Can you rewrite the entries below, changing every "Example output" to "Sample output" and leaving everything else untouched?

____________

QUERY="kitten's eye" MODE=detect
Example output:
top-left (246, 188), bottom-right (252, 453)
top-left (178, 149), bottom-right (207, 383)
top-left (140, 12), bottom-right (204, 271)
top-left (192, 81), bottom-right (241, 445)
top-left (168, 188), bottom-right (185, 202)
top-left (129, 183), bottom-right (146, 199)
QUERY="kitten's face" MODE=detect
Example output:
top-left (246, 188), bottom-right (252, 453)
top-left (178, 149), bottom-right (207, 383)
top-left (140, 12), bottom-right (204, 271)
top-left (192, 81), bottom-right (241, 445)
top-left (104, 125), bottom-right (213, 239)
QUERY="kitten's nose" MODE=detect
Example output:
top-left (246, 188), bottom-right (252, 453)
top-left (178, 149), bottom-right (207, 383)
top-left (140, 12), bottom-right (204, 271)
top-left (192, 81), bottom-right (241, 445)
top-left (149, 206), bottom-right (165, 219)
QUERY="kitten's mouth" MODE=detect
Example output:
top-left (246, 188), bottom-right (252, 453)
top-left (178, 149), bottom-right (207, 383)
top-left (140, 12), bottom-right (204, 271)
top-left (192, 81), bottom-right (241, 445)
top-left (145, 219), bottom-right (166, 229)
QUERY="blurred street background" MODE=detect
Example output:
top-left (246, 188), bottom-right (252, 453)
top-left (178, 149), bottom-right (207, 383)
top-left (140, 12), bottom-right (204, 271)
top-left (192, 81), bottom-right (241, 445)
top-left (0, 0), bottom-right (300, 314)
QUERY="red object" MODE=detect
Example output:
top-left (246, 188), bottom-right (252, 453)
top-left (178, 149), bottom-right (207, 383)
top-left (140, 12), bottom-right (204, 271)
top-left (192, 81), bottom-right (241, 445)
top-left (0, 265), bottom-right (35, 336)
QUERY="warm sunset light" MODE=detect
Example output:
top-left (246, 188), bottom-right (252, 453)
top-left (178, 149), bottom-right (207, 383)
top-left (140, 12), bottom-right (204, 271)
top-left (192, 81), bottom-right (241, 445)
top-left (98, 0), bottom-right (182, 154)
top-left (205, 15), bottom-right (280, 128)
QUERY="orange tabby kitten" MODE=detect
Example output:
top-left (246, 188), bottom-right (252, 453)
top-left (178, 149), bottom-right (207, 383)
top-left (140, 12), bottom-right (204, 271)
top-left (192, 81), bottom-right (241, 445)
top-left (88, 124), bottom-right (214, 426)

____________

- _The completed task_:
QUERY="kitten's eye" MODE=detect
Sample output:
top-left (246, 188), bottom-right (252, 453)
top-left (178, 149), bottom-right (207, 383)
top-left (140, 12), bottom-right (204, 271)
top-left (192, 81), bottom-right (241, 445)
top-left (168, 188), bottom-right (185, 202)
top-left (129, 183), bottom-right (146, 199)
QUERY="kitten's face" MODE=detect
Sample output:
top-left (246, 188), bottom-right (252, 453)
top-left (178, 149), bottom-right (207, 383)
top-left (140, 12), bottom-right (204, 271)
top-left (192, 81), bottom-right (241, 445)
top-left (104, 125), bottom-right (213, 239)
QUERY="kitten's nose" MODE=detect
Sample output:
top-left (246, 188), bottom-right (252, 453)
top-left (178, 149), bottom-right (207, 383)
top-left (140, 12), bottom-right (204, 271)
top-left (192, 81), bottom-right (241, 445)
top-left (149, 206), bottom-right (165, 219)
QUERY="kitten's mouth" MODE=detect
Sample output:
top-left (246, 188), bottom-right (252, 453)
top-left (178, 149), bottom-right (207, 383)
top-left (140, 12), bottom-right (204, 271)
top-left (192, 81), bottom-right (241, 445)
top-left (145, 219), bottom-right (166, 229)
QUERY="blurred street background" MODE=detect
Sample output:
top-left (246, 188), bottom-right (252, 453)
top-left (178, 149), bottom-right (207, 383)
top-left (140, 12), bottom-right (204, 271)
top-left (192, 81), bottom-right (241, 445)
top-left (0, 0), bottom-right (300, 314)
QUERY="red object" MODE=detect
Sample output:
top-left (246, 188), bottom-right (252, 453)
top-left (178, 149), bottom-right (207, 383)
top-left (140, 12), bottom-right (204, 271)
top-left (192, 81), bottom-right (241, 445)
top-left (0, 265), bottom-right (35, 336)
QUERY="warm sunset light" MODE=detect
Sample output:
top-left (246, 188), bottom-right (252, 453)
top-left (178, 149), bottom-right (207, 383)
top-left (140, 12), bottom-right (204, 271)
top-left (192, 81), bottom-right (241, 445)
top-left (98, 0), bottom-right (182, 154)
top-left (205, 15), bottom-right (280, 128)
QUERY="orange tabby kitten" MODE=detect
Sample output:
top-left (246, 188), bottom-right (252, 453)
top-left (178, 149), bottom-right (207, 383)
top-left (140, 12), bottom-right (204, 271)
top-left (192, 81), bottom-right (241, 445)
top-left (88, 124), bottom-right (214, 426)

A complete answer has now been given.